The data:
* * * *

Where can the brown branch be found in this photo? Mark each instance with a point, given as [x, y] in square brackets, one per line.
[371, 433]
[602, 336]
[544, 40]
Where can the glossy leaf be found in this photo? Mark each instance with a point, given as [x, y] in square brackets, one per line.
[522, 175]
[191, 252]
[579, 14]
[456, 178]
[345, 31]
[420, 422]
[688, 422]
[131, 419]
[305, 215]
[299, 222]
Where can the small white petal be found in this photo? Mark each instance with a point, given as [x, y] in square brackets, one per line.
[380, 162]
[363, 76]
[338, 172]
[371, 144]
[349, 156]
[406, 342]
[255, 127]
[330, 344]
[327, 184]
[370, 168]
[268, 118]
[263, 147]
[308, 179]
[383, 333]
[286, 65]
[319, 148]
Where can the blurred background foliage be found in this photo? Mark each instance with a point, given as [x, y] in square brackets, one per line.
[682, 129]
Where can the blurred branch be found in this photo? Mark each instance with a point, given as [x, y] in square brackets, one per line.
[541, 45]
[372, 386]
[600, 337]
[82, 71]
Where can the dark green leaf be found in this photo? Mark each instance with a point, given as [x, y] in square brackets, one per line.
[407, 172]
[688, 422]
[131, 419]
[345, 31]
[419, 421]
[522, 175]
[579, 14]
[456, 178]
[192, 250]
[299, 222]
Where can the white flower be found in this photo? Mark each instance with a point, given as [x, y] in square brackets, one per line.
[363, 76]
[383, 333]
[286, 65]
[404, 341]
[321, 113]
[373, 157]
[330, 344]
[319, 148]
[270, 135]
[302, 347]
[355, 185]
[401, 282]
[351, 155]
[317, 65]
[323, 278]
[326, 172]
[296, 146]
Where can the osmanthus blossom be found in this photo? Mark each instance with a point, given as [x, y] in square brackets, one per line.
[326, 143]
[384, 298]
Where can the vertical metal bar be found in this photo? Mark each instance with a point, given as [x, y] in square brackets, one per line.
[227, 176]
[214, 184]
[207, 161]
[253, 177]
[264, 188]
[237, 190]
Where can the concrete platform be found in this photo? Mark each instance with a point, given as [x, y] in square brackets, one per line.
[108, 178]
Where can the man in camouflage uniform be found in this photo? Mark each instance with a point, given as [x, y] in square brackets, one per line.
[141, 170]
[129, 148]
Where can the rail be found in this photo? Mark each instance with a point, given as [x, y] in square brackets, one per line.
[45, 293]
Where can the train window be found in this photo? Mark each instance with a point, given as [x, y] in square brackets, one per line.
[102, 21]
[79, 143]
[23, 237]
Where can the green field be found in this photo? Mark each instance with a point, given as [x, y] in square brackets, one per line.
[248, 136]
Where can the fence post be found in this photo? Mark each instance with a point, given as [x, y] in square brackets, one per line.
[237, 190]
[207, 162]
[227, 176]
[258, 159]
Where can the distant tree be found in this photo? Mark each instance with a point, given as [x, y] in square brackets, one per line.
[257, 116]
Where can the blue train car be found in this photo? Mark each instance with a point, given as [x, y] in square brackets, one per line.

* * * *

Stated task:
Reproduce all of the lines above, substituting "Label every occurrence" for every occurrence of "Mark each instance" and leaving everything else untouched.

Solved problem:
Where can the brown branch be found in this photo? Label every occurrence with a point, given as [x, y] in square brackets, one per line.
[371, 433]
[602, 336]
[544, 40]
Where can the glossy leaf be found in this photo? Label every occurrence with a point, given as [x, y] in square brackets, one per line.
[522, 175]
[191, 252]
[579, 14]
[456, 178]
[345, 31]
[420, 422]
[688, 422]
[131, 419]
[305, 215]
[299, 222]
Where can the small white petal be found in this photo? Label every occurrence with a point, given as [x, y] in square brackets, one per line.
[380, 162]
[363, 76]
[338, 172]
[371, 144]
[349, 156]
[406, 342]
[255, 127]
[330, 344]
[327, 184]
[370, 168]
[268, 118]
[263, 147]
[308, 179]
[383, 333]
[286, 65]
[319, 148]
Where can the blurred background foliage be found in this photo? Label every occurrence with a point, given as [x, y] in square brackets, one per line.
[682, 129]
Where can the blurred branch be found in this photo? Label every occurrence with a point, given as [x, y] in square brackets, one per line.
[541, 45]
[372, 386]
[600, 337]
[82, 71]
Where can the dark green leaf be found in this photo? Label every occurrence with a point, given as [x, y] in square brackets, one per line.
[407, 172]
[688, 422]
[131, 419]
[345, 31]
[419, 421]
[522, 175]
[579, 14]
[456, 178]
[192, 250]
[299, 222]
Where can the white flower be found in this photo? Label every occurrence with a point, given as [x, y] in square brackets, one per line.
[363, 76]
[383, 333]
[286, 65]
[404, 341]
[321, 113]
[373, 157]
[330, 344]
[319, 148]
[270, 135]
[302, 347]
[355, 185]
[401, 282]
[351, 155]
[317, 65]
[323, 278]
[326, 172]
[296, 146]
Where can the osmanthus blossom be found in this photo? Label every occurrence with a point, given as [x, y] in square brackets, one per line.
[326, 143]
[384, 298]
Where can the vertical metal bar be found in this photo? Label every occurrence with a point, given as [x, y] in square brackets, one per line.
[227, 176]
[214, 184]
[207, 161]
[253, 177]
[264, 188]
[237, 190]
Where can the concrete platform be found in this photo? Label every occurrence with a point, given as [x, y] in square brackets, one per line.
[108, 178]
Where can the man in camouflage uniform be found in this photo? Label every occurrence with a point, given as [x, y] in square brackets, one per line.
[141, 170]
[129, 148]
Where can the rail be found in this photo? Label every occurrence with a point, given as [x, y] in square brackets, one per line.
[45, 293]
Where can the train window be found in this photo? Label every occurrence with a point, given as [x, y] in square brackets, one per line.
[102, 21]
[79, 143]
[23, 237]
Where can the green field be found in this photo? Label every occurrence with a point, given as [x, y] in square brackets, one per line.
[248, 136]
Where can the fence post be found in this photo? Label every occurrence with a point, given as [x, y] in square brackets, one per line.
[237, 190]
[207, 162]
[227, 176]
[258, 159]
Where can the distant tree be found in this photo? Label every occurrence with a point, given as [x, y] in square brackets, one per line.
[257, 116]
Where can the blue train car be found in this photo? Label every occurrence with a point, given as [x, y] in square brackets, one per line.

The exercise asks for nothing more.